▶ _Records for the task_
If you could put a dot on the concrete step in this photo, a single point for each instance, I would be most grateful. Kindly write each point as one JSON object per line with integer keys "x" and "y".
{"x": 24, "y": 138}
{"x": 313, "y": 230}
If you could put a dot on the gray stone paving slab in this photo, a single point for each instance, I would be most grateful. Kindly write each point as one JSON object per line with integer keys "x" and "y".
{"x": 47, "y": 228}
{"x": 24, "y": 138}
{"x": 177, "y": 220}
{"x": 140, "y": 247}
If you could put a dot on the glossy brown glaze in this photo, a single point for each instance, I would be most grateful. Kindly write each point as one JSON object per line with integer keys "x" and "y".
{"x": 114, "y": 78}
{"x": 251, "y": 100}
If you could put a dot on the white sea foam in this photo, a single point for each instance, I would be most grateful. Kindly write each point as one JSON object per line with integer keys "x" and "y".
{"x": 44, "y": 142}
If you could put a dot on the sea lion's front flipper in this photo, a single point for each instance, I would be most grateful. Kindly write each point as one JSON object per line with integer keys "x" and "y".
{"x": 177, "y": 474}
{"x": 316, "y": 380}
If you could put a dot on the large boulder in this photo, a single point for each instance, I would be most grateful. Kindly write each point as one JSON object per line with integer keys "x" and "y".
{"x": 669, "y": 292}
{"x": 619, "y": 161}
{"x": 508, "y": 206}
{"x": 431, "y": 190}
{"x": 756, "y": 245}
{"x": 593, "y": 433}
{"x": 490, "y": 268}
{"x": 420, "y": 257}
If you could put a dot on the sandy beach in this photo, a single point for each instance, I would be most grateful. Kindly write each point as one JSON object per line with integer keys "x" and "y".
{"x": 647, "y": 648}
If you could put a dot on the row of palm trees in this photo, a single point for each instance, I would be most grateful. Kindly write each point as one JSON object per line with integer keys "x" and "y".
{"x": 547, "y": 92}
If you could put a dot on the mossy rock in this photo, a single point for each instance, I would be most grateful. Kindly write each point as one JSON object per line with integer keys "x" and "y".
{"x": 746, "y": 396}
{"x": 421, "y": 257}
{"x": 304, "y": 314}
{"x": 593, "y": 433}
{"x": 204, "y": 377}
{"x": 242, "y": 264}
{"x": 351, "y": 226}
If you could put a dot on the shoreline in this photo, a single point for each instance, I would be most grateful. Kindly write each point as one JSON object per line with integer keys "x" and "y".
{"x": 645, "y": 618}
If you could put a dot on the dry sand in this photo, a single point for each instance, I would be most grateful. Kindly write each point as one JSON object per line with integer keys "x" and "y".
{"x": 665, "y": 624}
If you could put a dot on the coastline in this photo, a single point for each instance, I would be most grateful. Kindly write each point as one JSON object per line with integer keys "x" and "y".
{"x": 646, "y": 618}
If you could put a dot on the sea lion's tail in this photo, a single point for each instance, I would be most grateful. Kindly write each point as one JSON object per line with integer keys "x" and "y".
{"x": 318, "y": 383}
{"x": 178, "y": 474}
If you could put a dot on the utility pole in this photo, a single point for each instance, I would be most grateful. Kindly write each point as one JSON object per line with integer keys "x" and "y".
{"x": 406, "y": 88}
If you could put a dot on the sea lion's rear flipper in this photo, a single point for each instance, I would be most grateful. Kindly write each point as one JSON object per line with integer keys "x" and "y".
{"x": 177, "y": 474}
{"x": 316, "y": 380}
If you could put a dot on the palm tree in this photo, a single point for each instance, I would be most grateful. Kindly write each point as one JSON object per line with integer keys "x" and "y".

▶ _Given instruction_
Copy everything from the line containing "If you could put a dot on the coastline" down to the last of the lines, substituting "seal's" for "sea lion's" and changing nothing else. Give only those lines.

▶ _Task result_
If you could put a dot on the coastline in this photo, a single point for each instance, I would be most grateful. Kindly write each point as one JSON object per line with integer keys "x" and "y".
{"x": 646, "y": 618}
If you could put a dot on the seal's tail in this photo, a single point for each instance, I would be most grateful. Kindly write each point as one JSON object per line with integer keys "x" and "y".
{"x": 318, "y": 383}
{"x": 178, "y": 474}
If you could put a dot on the utility pole in this photo, a single point for each instance, I would be most grateful. Kindly write each point as one JSON object per line with integer keys "x" and "y".
{"x": 406, "y": 88}
If you could put a dot on the seal's rear flipper in this photo, a single point for each instance, I would be most grateful. Kindly write each point as one JSON object per line with integer keys "x" and "y".
{"x": 177, "y": 474}
{"x": 316, "y": 380}
If you could put a dot on the palm tree in this photo, a single point for each instance, I would be most grateful. Kindly write each point as one JSON object per line with integer keys "x" and "y".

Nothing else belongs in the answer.